Saved entries
==========

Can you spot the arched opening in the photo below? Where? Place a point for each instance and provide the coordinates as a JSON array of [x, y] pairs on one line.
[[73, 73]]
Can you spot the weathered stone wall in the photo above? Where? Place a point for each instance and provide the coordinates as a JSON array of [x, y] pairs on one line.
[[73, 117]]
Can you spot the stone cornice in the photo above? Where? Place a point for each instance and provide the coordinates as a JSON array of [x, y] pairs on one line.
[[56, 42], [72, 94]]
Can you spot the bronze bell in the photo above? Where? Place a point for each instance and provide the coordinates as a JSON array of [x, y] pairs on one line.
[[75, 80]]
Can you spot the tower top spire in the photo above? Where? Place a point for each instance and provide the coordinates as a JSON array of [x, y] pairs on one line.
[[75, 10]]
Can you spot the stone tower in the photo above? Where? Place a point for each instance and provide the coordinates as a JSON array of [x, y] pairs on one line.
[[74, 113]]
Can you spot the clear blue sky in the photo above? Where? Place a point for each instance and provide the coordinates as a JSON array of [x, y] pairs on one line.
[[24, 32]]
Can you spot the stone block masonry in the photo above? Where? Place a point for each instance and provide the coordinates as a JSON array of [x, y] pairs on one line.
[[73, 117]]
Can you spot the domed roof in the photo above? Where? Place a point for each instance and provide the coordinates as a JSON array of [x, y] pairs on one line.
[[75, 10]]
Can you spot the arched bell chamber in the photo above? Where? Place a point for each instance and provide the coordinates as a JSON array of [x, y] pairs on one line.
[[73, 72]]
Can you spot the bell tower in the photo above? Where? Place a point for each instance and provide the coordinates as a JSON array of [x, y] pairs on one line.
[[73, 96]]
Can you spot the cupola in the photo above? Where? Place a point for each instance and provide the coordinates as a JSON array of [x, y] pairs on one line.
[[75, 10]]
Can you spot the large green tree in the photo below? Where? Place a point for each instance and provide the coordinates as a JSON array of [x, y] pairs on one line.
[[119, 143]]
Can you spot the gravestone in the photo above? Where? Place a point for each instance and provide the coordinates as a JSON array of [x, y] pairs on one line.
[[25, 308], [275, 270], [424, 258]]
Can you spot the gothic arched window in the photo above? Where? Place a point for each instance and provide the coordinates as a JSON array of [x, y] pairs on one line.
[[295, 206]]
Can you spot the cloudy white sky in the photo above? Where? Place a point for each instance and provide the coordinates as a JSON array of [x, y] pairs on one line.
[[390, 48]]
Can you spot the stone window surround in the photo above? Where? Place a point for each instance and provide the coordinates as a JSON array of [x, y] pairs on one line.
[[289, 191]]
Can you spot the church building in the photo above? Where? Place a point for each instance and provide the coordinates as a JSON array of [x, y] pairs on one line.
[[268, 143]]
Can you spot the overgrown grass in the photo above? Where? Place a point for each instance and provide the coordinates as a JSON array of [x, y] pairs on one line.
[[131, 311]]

==========

Write the records out once more. Change nothing.

## Task response
Can you spot the arched opening in the photo below? Where? Place a point for each instance and provide the coordinates as a JSON array of [x, y] pairs on one line.
[[73, 73]]
Can you spot the weathered stone wall in the photo above? Where? Place a point for each instance and provide the coordinates as a JSON array of [x, y] pairs on one line.
[[73, 117]]
Can you spot the stone cornice in the photo above? Where? Place a point for each instance and provide the coordinates as a JSON array of [x, y] pairs on one line.
[[56, 42], [72, 94]]
Can you spot the bronze bell in the photo above? Where? Place a point for each instance and provide the coordinates as a JSON array of [x, y] pairs on one line.
[[75, 80]]
Can you spot the tower top spire in the photo above? Where? Place a point for each instance and provide the coordinates as a JSON array of [x, y] pairs on one line.
[[75, 10]]
Can you spot the stone tower in the photo above? Where? Place a point for each instance and provide the coordinates as a JSON array of [x, y] pairs on one line.
[[74, 113]]
Can you spot the clear blue sky in the photo above? Where? Place a point for each instance and provide the coordinates as a JSON array of [x, y] pairs on one line.
[[24, 32]]
Can you spot the stone block masonry in the photo above? Where? Place a point for each instance and provide the coordinates as a JSON array of [x, y] pairs on one line.
[[73, 117]]
Can you spot the domed roof in the photo above? Where? Place a point for each instance and provide the coordinates as a JSON array of [x, y] pairs on one line.
[[75, 10]]
Can you spot the arched bell chamber in the photo above? Where? Place a point for each instance and provide the coordinates as a JSON array of [x, y] pairs on one line.
[[73, 72]]
Can you spot the bell tower in the photo above? Where? Place a point for each instance and provide the coordinates as a JSON array of [x, y] pairs on one line.
[[73, 96]]
Can you spot the cupola in the photo above? Where? Place a point for each instance and provide the coordinates as a JSON array of [x, y] pairs on one line.
[[75, 10]]
Can you spot the large green tree in the photo below? Where? Place a point for each instance and provide the coordinates as a JSON array of [x, y] pairs on one line.
[[119, 143]]
Can you spot the gravestone in the photo above? Where? Place a point for each instance and provide the coordinates as a JSON array of [x, y] pairs on one line.
[[25, 308], [275, 270], [424, 258]]
Can you spot the gothic arched window in the photo above? Where? Place a point for each instance and provide the coordinates as a JSON array of [x, y] pairs on one line.
[[295, 206]]
Can you spot the cloudy white sky in the photo above? Where? Place a point for each instance and provide the coordinates as a JSON array of [x, y] pairs on one line.
[[390, 48]]
Can you spot the stone window surround in the photo above? Where? Place a point for each instance and provide the coordinates as a JSON array of [x, y] pairs on one line.
[[289, 191]]
Can you spot the church building in the photo above? Where? Place a point for each instance and provide the coordinates as a JSON array of [x, y] pairs on one line.
[[268, 143]]
Can you spot the overgrown grass in the photo above? Where? Place a point for each instance and provide the coordinates as a JSON array of [x, y] pairs on one line.
[[131, 311]]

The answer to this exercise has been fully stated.